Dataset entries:
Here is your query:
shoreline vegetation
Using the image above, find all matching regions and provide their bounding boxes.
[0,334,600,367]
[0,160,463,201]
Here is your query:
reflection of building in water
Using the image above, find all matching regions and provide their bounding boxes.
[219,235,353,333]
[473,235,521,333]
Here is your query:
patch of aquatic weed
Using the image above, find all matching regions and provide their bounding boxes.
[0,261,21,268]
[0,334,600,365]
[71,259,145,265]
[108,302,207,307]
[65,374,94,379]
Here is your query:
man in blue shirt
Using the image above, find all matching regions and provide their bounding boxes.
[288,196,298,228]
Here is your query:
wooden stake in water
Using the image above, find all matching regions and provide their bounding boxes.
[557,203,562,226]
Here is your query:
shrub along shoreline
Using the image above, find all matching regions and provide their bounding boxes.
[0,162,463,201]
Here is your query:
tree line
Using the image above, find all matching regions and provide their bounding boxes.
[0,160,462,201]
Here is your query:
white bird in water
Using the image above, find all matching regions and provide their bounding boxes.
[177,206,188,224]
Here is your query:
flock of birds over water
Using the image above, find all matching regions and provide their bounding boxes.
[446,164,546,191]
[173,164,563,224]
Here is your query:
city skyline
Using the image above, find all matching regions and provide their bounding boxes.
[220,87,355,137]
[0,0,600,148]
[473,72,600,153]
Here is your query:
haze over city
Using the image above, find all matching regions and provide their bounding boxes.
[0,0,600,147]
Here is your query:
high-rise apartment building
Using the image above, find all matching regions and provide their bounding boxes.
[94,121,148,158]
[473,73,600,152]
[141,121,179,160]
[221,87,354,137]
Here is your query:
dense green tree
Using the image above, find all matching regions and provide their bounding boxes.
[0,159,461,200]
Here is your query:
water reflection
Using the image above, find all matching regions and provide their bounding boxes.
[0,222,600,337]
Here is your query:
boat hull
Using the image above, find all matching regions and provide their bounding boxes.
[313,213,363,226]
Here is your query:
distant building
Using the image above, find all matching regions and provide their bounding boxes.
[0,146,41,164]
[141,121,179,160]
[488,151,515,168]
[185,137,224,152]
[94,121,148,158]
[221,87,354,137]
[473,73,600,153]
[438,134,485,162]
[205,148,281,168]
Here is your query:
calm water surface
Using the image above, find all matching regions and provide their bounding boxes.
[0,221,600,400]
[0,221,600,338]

WHAT THE TASK REQUIRES
Rewrite the items above, replacing "matching regions" with "matching areas" wherever it occurs and leaving everything else unchanged.

ANSWER TO THIS EXERCISE
Here is your query:
shoreline vegetation
Using the image above, find all matching areas and provide their bounding boxes.
[0,334,600,367]
[0,160,463,201]
Here is your query:
reflection of building in water
Using the image above, find all matching areas and provide their bounding boxes.
[219,235,353,333]
[473,235,521,333]
Here is your query:
patch of aquatic weed
Using the image above, find all matching areas and provide their bounding boxes.
[0,261,21,268]
[0,334,600,365]
[71,259,145,265]
[108,302,207,307]
[65,374,94,379]
Here is your query:
man in blue shirt
Using the image above, find all matching areas and provide their bounding boxes.
[288,196,298,228]
Here is your query:
wooden stake in water
Using the image above, find all matching areas and provide their bounding boxes.
[557,203,562,226]
Here is your query:
shrub along shoreline
Using the image above, find all matching areas and provide their bounding boxes.
[0,162,463,201]
Here is your query:
tree line
Using the image above, find all matching areas and provide their bounding boxes.
[0,160,462,201]
Here is your query:
white bird in water
Using the image above, find all matching areas and provide their bounding boxes.
[177,206,188,224]
Here is your query:
flock of birds over water
Using the image above, find all matching areas and provide their bounding boxes.
[446,164,546,191]
[173,164,563,224]
Here is your query:
city skyline
Using the image above, find all matching areas and provide their bounding boxes.
[220,87,355,137]
[0,0,600,148]
[473,72,600,153]
Here is your query:
haze over city
Using the image above, find all matching areas and provide their bounding boxes.
[0,0,600,147]
Here is your query:
high-rise apartment building
Using the image above, find all matching areas and provide their bounding boxes.
[94,121,148,158]
[473,73,600,152]
[141,121,179,160]
[221,87,354,137]
Here is your query:
dense green tree
Using the image above, find all matching areas and provide their bounding boxes.
[0,159,461,200]
Here is your query:
water reflection
Using the image above, find all matching areas and provide their bounding boxes.
[0,222,600,337]
Here is your query:
boat hull
Using the image above, find all matching areas and provide their bounding boxes.
[313,213,363,226]
Here is your query:
distant building
Using the image above, find all matching areas and provide their bounding boxes.
[0,146,41,164]
[141,121,179,160]
[488,151,515,168]
[185,137,224,152]
[94,121,148,158]
[221,87,354,137]
[473,73,600,153]
[438,134,485,162]
[205,148,281,168]
Here is your query:
calm water surface
Using the image above, find all matching areas and provide their bounding boxes.
[0,221,600,400]
[0,221,600,338]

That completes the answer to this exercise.